Document extract
Thermostatic Hyperthermia with Non-invasive Temperature Monitoring through Speed of Sound Imaging

TL;DR

This paper presents a non-invasive thermostatic hyperthermia method combining high-intensity focused ultrasound with ultrasound imaging and speed of sound-based temperature monitoring, demonstrating precise temperature control for tumor treatment.

Contribution

It introduces a novel integrated approach using SOS imaging for real-time temperature monitoring during HIFU hyperthermia therapy, enhancing clinical feasibility.

Dataset excerpts
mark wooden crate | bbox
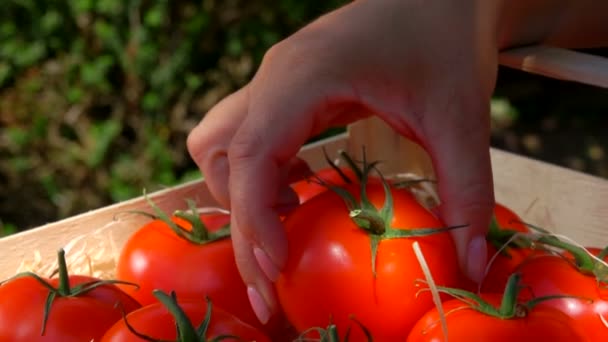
[0,46,608,279]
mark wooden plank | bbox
[0,133,348,280]
[492,149,608,247]
[499,46,608,88]
[348,117,434,177]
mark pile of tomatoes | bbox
[0,156,608,342]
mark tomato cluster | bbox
[0,153,608,342]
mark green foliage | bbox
[0,0,345,235]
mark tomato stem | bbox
[145,192,230,245]
[57,248,71,297]
[327,150,466,277]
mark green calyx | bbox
[327,152,466,277]
[428,273,578,319]
[123,290,243,342]
[0,248,139,336]
[144,192,230,245]
[527,224,608,284]
[295,316,374,342]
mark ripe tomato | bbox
[407,294,592,342]
[101,292,270,342]
[117,214,260,326]
[0,268,140,342]
[276,183,459,341]
[518,255,608,341]
[291,167,357,203]
[463,203,544,293]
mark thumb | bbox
[426,99,494,282]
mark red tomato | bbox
[407,294,591,342]
[291,167,358,203]
[276,183,459,341]
[101,300,270,342]
[518,255,608,341]
[463,203,544,293]
[117,214,260,332]
[0,275,140,342]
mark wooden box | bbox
[0,46,608,279]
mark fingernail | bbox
[247,286,270,324]
[467,236,488,284]
[274,187,300,214]
[253,247,280,282]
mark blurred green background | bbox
[0,0,608,236]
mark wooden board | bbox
[0,47,608,279]
[499,46,608,88]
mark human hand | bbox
[188,0,497,322]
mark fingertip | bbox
[461,235,488,284]
[247,286,272,324]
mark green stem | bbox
[57,248,71,297]
[538,236,596,274]
[350,209,386,235]
[153,290,198,342]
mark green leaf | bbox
[86,120,122,168]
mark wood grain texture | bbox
[499,46,608,88]
[0,46,608,280]
[0,133,348,280]
[492,150,608,247]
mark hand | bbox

Problems and tasks
[1] According to the hyperthermia paper summary, what does the approach use for real-time temperature monitoring during HIFU hyperthermia therapy?
[2] Which techniques does the non-invasive thermostatic hyperthermia method combine, according to the hyperthermia paper summary? List them all.
[3] Summarize the hyperthermia paper summary in two sentences.

List of solutions
[1] SOS imaging.

[2]
- High-intensity focused ultrasound
- Ultrasound imaging
- Speed of sound-based temperature monitoring

[3] The paper presents a non-invasive thermostatic hyperthermia method that combines high-intensity focused ultrasound with ultrasound imaging and speed of sound-based temperature monitoring, showing precise temperature control for tumor treatment. Its contribution is a novel integrated approach that uses SOS imaging for real-time temperature monitoring during HIFU hyperthermia therapy, enhancing clinical feasibility.